• _PROBLEM TO WORK ON_
From the records below, copy every line that contains the word "white".
-- START DATASET ENTRIES --
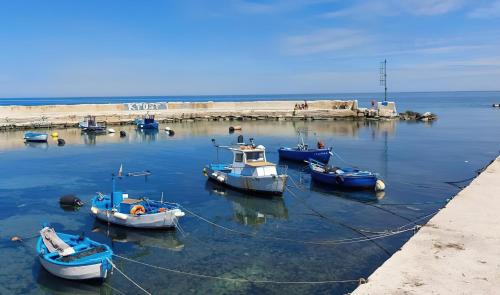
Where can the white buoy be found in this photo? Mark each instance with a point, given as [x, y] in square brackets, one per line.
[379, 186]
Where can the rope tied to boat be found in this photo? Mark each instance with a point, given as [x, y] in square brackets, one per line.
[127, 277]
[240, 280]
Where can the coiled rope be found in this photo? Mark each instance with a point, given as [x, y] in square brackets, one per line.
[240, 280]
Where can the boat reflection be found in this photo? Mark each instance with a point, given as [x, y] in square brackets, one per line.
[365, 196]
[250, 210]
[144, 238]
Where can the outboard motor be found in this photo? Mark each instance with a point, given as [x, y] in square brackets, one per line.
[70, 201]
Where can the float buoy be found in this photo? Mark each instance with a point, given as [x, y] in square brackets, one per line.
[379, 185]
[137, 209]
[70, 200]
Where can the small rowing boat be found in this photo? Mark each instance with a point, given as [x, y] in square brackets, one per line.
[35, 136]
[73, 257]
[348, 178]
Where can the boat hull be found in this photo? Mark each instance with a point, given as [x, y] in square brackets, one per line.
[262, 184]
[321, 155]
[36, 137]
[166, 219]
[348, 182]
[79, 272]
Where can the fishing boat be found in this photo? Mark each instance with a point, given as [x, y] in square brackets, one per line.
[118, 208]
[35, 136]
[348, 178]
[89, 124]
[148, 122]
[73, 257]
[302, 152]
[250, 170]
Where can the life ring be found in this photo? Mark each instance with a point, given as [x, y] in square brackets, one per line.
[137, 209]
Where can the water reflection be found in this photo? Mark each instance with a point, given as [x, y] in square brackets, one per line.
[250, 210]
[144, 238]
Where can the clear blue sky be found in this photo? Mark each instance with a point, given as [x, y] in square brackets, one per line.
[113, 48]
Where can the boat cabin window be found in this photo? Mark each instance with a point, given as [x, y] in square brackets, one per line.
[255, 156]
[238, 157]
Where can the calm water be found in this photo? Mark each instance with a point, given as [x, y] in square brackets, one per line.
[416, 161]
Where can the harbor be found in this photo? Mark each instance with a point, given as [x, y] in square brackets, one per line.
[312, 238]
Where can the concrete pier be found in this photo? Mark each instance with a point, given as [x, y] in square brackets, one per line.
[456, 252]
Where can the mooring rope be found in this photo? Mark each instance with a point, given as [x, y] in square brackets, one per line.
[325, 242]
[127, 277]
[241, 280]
-- END DATASET ENTRIES --
-- START DATASET ENTRIES --
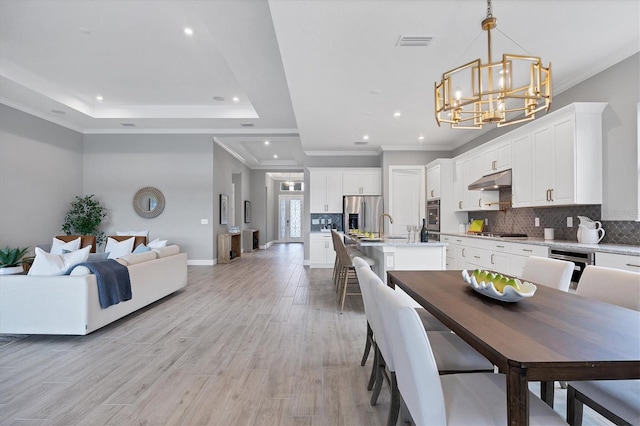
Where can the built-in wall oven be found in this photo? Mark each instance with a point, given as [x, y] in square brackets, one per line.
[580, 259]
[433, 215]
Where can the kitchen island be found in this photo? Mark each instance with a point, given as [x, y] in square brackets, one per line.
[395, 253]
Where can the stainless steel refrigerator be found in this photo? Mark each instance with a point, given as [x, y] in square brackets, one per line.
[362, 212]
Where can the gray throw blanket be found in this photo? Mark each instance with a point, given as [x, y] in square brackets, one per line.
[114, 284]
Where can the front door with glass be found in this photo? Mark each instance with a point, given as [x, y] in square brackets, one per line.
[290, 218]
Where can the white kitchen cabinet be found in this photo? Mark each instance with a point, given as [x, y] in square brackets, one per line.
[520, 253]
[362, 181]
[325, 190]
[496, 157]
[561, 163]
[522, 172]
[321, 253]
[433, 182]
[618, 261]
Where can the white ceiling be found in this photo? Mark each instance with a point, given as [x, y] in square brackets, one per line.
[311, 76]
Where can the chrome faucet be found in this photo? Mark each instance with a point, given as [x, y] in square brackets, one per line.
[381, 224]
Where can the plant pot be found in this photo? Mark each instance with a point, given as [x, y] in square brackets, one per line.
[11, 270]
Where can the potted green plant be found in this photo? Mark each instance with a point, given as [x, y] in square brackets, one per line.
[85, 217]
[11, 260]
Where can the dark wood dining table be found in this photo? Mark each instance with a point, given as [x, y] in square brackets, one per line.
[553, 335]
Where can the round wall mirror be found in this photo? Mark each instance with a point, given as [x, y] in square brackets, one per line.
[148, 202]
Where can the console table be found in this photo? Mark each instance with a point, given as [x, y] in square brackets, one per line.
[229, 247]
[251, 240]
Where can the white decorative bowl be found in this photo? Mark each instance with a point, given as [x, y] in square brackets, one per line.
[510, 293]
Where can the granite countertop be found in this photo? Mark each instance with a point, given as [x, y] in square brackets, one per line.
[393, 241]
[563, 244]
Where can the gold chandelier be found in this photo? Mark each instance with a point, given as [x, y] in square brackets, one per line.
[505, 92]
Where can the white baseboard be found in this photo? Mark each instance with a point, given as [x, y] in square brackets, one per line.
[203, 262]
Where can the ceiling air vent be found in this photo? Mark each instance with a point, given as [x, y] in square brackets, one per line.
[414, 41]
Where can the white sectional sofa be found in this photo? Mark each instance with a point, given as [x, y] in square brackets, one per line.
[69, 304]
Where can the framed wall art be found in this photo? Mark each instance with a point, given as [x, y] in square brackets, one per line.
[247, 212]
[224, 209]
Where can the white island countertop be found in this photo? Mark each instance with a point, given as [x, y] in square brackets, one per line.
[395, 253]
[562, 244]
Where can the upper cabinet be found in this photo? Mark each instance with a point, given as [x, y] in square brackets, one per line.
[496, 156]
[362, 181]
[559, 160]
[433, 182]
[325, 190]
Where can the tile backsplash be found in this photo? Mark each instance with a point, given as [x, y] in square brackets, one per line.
-- END DATASET ENTRIES --
• _EXERCISE OUTPUT_
Where can the white buoy be found in this photo? Mark each instance with a point, given as [x, y] in square brackets, one per line.
Where can the white kitchen cabinet be found in this photo? Mark each instance with a point, given as [x, y] in square brackets, one per line.
Where can the white ceiling be found in this photo? Mark each instance with a point, given as [x, y] in square brackets, one per line.
Where can the white decorative bowl be found in this photo? Mark each instance with a point, given as [x, y] in square brackets, one per line.
Where can the white baseboard be found in this photo? Mark each instance with a point, given as [x, y] in square brackets, one per line.
Where can the white sectional sofa be found in this photo? Mark each instance with a point, given as [x, y] in square brackets, one per line.
Where can the white island countertop be found in this photo? Mark each instance with a point, given as [x, y] in square brackets, one per line.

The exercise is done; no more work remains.